_SOURCE DATA_
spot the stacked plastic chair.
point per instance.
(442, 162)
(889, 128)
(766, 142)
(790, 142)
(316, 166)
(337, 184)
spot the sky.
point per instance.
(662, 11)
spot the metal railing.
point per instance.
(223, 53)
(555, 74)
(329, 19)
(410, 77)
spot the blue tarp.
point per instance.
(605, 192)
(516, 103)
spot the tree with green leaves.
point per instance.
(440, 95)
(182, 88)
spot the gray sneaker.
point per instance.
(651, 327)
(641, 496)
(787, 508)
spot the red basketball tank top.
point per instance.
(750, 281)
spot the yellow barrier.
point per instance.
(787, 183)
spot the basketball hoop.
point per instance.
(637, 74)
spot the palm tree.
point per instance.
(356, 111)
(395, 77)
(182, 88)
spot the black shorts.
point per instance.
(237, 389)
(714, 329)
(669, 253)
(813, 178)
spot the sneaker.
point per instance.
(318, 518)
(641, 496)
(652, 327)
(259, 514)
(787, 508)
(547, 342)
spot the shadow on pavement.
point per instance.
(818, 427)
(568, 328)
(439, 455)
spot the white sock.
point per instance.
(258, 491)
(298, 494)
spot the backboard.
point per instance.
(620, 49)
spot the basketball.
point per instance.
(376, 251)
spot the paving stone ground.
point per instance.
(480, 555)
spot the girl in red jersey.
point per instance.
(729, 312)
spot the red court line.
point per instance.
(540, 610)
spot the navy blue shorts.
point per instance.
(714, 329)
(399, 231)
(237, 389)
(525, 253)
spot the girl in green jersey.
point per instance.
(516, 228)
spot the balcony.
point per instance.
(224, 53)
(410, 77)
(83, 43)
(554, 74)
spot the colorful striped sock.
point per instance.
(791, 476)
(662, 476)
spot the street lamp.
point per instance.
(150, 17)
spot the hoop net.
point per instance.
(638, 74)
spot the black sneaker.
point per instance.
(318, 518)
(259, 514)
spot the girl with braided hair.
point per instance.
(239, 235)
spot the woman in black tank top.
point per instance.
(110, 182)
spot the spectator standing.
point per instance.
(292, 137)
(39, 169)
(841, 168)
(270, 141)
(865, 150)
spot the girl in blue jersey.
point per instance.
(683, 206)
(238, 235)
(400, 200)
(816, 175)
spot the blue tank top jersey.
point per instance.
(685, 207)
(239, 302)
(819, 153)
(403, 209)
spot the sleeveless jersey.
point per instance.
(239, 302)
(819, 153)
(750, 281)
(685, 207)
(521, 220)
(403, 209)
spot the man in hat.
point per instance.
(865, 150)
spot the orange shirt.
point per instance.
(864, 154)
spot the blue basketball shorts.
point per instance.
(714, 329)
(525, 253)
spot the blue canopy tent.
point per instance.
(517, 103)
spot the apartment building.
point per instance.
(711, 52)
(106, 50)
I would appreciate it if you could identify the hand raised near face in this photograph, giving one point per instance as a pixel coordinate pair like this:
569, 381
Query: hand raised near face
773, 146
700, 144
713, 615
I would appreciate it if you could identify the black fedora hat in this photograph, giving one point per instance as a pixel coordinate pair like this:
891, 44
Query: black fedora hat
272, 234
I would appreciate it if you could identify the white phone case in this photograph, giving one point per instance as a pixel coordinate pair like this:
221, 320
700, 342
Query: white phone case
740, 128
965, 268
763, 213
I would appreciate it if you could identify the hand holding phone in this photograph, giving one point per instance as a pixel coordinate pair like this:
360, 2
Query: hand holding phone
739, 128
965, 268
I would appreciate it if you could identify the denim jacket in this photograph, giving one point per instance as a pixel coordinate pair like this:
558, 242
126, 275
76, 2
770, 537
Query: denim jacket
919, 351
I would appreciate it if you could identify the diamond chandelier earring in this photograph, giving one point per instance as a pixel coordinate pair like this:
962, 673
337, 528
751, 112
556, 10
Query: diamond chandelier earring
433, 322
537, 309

_TASK DETAILS_
Write out all of the records above again, word for word and line for line, with nothing changed.

_COMPLETE RESPONSE_
spot the stacked plastic chair.
point per instance.
(442, 162)
(889, 128)
(766, 142)
(790, 142)
(316, 166)
(337, 184)
spot the sky.
point per instance.
(662, 11)
spot the metal railing.
point per instance.
(223, 53)
(555, 74)
(329, 19)
(410, 77)
spot the blue tarp.
point per instance.
(605, 192)
(516, 103)
spot the tree with green leaves.
point per instance.
(440, 95)
(182, 88)
spot the gray sneaker.
point per instance.
(651, 327)
(641, 496)
(787, 508)
spot the red basketball tank top.
point per instance.
(750, 281)
spot the yellow barrier.
point per instance.
(787, 183)
spot the basketball hoop.
point per instance.
(637, 74)
spot the palm tree.
point per instance.
(356, 111)
(395, 77)
(182, 88)
spot the black shorts.
point per instance.
(237, 389)
(714, 329)
(669, 253)
(813, 178)
spot the sneaker.
point per instance.
(318, 518)
(641, 496)
(652, 327)
(259, 514)
(787, 508)
(547, 342)
spot the shadow on pavement.
point per instance.
(818, 427)
(568, 328)
(439, 455)
spot the white sock.
point per instance.
(258, 491)
(298, 494)
spot the backboard.
point per instance.
(620, 49)
spot the basketball.
point per instance.
(376, 251)
spot the paving stone ground.
point per instance.
(480, 555)
spot the girl in red jersey.
point per instance.
(729, 312)
spot the red court line.
point per instance.
(540, 610)
spot the navy blue shorts.
point per instance.
(714, 329)
(399, 231)
(237, 389)
(525, 253)
spot the girl in green jersey.
point per instance.
(516, 228)
spot the balcony.
point per instance.
(224, 53)
(410, 77)
(83, 43)
(554, 74)
spot the colorful striped sock.
point per instance.
(791, 476)
(662, 476)
spot the street lamp.
point per instance.
(150, 17)
spot the hoop net.
point per instance.
(638, 74)
spot the black sneaker.
point per instance.
(318, 518)
(259, 514)
spot the girl with braided hair.
point per instance.
(239, 235)
spot the woman in black tank top.
point per instance.
(110, 182)
spot the spectator standing.
point per instance.
(292, 137)
(39, 169)
(841, 168)
(270, 141)
(865, 150)
spot the girl in blue jersey.
point per instance.
(683, 206)
(238, 235)
(400, 200)
(816, 175)
spot the blue tank top jersey.
point per instance.
(685, 207)
(239, 302)
(819, 153)
(403, 209)
spot the sleeveless jersey.
point per instance.
(239, 302)
(819, 153)
(750, 281)
(685, 207)
(521, 220)
(403, 209)
spot the man in hat.
point per instance.
(865, 150)
spot the orange shirt.
point per instance.
(864, 154)
spot the blue basketball shorts.
point per instance.
(714, 329)
(525, 253)
spot the blue canopy tent.
point per instance.
(517, 103)
spot the apartment building.
point per instance.
(711, 52)
(106, 50)
I would appreciate it if you could identify the hand raised near face in this photograph, giving one point per instance as a pixel coordinate pair like this:
569, 381
Query: hand raised near face
773, 146
700, 144
713, 615
I would appreciate it if you could identify the black fedora hat in this photograph, giving one point per instance as a pixel coordinate pair like this:
891, 44
Query: black fedora hat
272, 234
I would appreciate it if you could identify the white phone case in this photograph, giving one point per instance as a pixel coordinate pair like this:
221, 320
700, 342
Query: white phone case
740, 128
965, 268
763, 213
I would appreciate it if you could identify the hand holding phone in this photograph, giving one point per instance as a pixel coordinate pair like this:
360, 2
Query: hand holding phone
739, 128
965, 268
I would appreciate it if you could identify the denim jacket in this photograph, giving one point per instance as a pixel coordinate pair like this:
558, 242
126, 275
76, 2
770, 537
Query: denim jacket
919, 351
I would appreciate it if you could identify the diamond chandelier earring in this photograph, giving one point per instance as a pixel coordinate pair like this:
962, 673
337, 528
751, 112
556, 10
Query: diamond chandelier earring
433, 322
537, 309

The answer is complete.